**Required work:** Return every line of the data below as a JSON list of strings, with one string per line and blank lines left out.

**Records supplied:**

- - - -

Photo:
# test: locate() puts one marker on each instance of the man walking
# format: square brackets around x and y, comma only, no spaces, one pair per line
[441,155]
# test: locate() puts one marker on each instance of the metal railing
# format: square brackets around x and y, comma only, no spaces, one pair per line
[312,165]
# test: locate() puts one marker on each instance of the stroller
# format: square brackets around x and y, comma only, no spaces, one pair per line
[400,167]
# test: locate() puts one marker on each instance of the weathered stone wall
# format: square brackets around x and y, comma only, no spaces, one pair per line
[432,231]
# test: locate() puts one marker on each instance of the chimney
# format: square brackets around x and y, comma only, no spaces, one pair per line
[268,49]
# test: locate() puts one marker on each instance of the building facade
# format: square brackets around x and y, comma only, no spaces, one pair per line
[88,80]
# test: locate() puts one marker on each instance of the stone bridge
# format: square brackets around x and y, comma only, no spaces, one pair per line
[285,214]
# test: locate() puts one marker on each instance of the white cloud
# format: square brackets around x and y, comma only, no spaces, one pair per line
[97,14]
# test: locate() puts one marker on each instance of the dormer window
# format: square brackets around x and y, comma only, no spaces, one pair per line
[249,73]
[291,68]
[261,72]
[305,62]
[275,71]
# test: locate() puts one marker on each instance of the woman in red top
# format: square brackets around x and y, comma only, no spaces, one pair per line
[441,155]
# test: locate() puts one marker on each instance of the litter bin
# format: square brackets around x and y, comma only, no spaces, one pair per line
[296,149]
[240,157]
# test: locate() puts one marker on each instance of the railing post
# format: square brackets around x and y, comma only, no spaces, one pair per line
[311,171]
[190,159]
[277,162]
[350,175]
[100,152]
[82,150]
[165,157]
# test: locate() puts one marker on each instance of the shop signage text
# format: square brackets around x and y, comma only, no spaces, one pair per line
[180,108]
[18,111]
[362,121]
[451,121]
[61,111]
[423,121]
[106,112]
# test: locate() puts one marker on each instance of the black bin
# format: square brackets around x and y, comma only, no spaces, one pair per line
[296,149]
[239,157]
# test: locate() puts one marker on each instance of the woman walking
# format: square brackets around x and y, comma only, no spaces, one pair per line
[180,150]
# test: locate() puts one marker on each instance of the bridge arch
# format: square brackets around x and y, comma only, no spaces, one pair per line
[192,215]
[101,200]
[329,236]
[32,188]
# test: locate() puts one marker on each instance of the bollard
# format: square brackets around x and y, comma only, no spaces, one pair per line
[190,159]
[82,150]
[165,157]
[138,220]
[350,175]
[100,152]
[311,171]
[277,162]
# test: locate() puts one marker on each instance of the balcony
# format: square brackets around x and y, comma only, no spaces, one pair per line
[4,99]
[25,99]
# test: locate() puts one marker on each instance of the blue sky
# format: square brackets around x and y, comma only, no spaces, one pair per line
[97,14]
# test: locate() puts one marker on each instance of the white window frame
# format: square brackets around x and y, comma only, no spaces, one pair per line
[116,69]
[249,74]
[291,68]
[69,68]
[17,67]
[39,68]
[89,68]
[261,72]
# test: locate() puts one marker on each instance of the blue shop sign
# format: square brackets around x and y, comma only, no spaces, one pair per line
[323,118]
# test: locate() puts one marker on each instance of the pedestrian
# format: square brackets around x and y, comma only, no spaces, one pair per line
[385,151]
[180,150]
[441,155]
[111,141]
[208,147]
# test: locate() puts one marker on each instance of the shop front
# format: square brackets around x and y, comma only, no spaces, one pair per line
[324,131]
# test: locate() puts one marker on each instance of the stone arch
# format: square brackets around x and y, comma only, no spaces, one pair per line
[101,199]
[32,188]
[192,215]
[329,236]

- - - -

**Worked answer:**
[
  "Photo:",
  "# test: locate() puts one marker on each instance of the man walking",
  "# format: square brackets around x and y, comma only, no spaces, one pair per line",
  "[441,155]",
  "# test: locate() puts one marker on each instance of the metal railing",
  "# format: square brackets around x and y, comma only, no spaces, one pair per line",
  "[312,165]",
  "# test: locate() puts one marker on each instance of the stroller",
  "# format: square brackets around x and y, comma only, no spaces, one pair per line",
  "[400,167]",
  "# test: locate() puts one marker on each instance of the weathered stone wall",
  "# format: square brackets around x and y, comma only, no spaces, one pair per line",
  "[432,231]",
  "# test: locate() puts one marker on each instance of the chimney",
  "# format: square brackets around x and y, comma only, no spaces, one pair per line",
  "[268,49]",
  "# test: locate() puts one marker on each instance of the building facade",
  "# format: square brackets around x and y, comma only, no spaces, one pair per line",
  "[88,80]",
  "# test: locate() puts one marker on each instance of the stone bridge",
  "# format: square brackets around x and y, comma only, no spaces, one pair per line",
  "[285,214]",
  "# test: locate() puts one marker on each instance of the white cloud",
  "# format: square brackets around x and y, comma only, no spaces, one pair per line",
  "[97,14]",
  "# test: locate() puts one marker on each instance of the dormer window",
  "# format: square brackets around x and y, comma only, no spaces, one pair per line",
  "[249,73]",
  "[291,68]",
  "[261,72]",
  "[305,62]",
  "[275,71]",
  "# test: locate() puts one marker on each instance of the woman in red top",
  "# format: square brackets around x and y, comma only, no spaces, one pair per line",
  "[441,155]",
  "# test: locate() puts one marker on each instance of the litter bin",
  "# format: square brackets around x and y, comma only, no spaces, one pair per line",
  "[296,149]",
  "[240,157]",
  "# test: locate() puts one marker on each instance of the railing post",
  "# format: square brackets around x and y, comma only, no spaces, one pair per line",
  "[311,171]",
  "[190,159]",
  "[277,162]",
  "[350,175]",
  "[100,152]",
  "[82,150]",
  "[165,157]",
  "# test: locate() puts one marker on each instance of the shop signage text",
  "# format: square brackets around x and y, comma only, no spaces, one pair per line",
  "[180,108]",
  "[18,111]",
  "[362,121]",
  "[451,121]",
  "[61,111]",
  "[423,121]",
  "[106,112]",
  "# test: locate() puts one marker on each instance of the black bin",
  "# format: square brackets around x and y, comma only, no spaces, one pair per line",
  "[296,149]",
  "[239,157]",
  "# test: locate() puts one marker on each instance of the woman walking",
  "# format: square brackets around x and y, comma only, no spaces, one pair per line",
  "[180,150]",
  "# test: locate() puts one marker on each instance of the bridge arch",
  "# format: square brackets around x and y, comma only, no spaces, one pair per line",
  "[192,215]",
  "[101,200]",
  "[329,236]",
  "[32,188]",
  "# test: locate() puts one marker on each instance of the bollard",
  "# format: square brackets around x and y, comma only, no spaces, one pair per line",
  "[190,159]",
  "[82,150]",
  "[165,157]",
  "[138,220]",
  "[350,175]",
  "[100,152]",
  "[311,171]",
  "[277,162]",
  "# test: locate() puts one marker on each instance of the balcony",
  "# format: square brackets around x and y, comma only, no spaces, one pair per line",
  "[4,99]",
  "[25,99]",
  "# test: locate() puts one marker on each instance of the blue sky",
  "# format: square brackets around x and y, comma only, no spaces, one pair per line",
  "[97,14]",
  "# test: locate() puts one marker on each instance of the white window frame",
  "# format: square brackets around x and y, comma only, no spaces, one pair per line",
  "[116,69]",
  "[249,74]",
  "[291,68]",
  "[69,68]",
  "[17,67]",
  "[39,68]",
  "[89,68]",
  "[261,72]",
  "# test: locate() puts one marker on each instance of the blue shop sign",
  "# format: square brackets around x and y, comma only, no spaces, one pair per line",
  "[323,118]",
  "# test: locate() puts one marker on each instance of the pedestrian",
  "# format: square brackets around x and y, comma only, no spaces, one pair per line",
  "[385,151]",
  "[180,150]",
  "[441,155]",
  "[111,141]",
  "[208,147]",
  "# test: locate() puts one marker on each instance of the shop front",
  "# format: square brackets around x and y, comma only, no spaces, one pair per line",
  "[324,131]",
  "# test: locate() puts one marker on each instance of the stone arch",
  "# format: square brackets around x and y, comma only, no spaces, one pair per line",
  "[101,199]",
  "[32,188]",
  "[192,215]",
  "[329,236]"
]